Directions for this task
Find each line in the records below that contains the string "query" and copy those lines out in full.

Data for processing

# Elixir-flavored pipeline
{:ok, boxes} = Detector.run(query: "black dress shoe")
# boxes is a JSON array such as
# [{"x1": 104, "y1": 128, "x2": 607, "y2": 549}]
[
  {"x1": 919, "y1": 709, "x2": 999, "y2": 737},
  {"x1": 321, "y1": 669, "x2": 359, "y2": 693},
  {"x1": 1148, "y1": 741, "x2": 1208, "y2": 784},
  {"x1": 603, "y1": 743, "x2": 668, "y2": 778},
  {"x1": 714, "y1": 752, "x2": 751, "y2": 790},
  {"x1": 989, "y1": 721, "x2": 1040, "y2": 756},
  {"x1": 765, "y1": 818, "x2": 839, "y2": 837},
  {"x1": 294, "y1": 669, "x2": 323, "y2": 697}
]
...
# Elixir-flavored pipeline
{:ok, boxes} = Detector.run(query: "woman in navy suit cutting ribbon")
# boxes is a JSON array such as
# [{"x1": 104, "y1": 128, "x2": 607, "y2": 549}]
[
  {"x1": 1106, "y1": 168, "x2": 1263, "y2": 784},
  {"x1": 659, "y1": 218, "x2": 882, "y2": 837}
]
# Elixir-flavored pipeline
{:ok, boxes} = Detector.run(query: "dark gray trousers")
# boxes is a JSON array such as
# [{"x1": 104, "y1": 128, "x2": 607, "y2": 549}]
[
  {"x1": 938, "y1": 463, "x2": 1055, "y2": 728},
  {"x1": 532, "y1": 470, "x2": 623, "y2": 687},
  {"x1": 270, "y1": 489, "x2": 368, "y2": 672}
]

Response
{:ok, boxes} = Detector.run(query: "black dress shoe")
{:ok, boxes} = Detector.run(query: "woman in navy suit cutting ribbon")
{:ok, boxes} = Detector.run(query: "dark gray trousers")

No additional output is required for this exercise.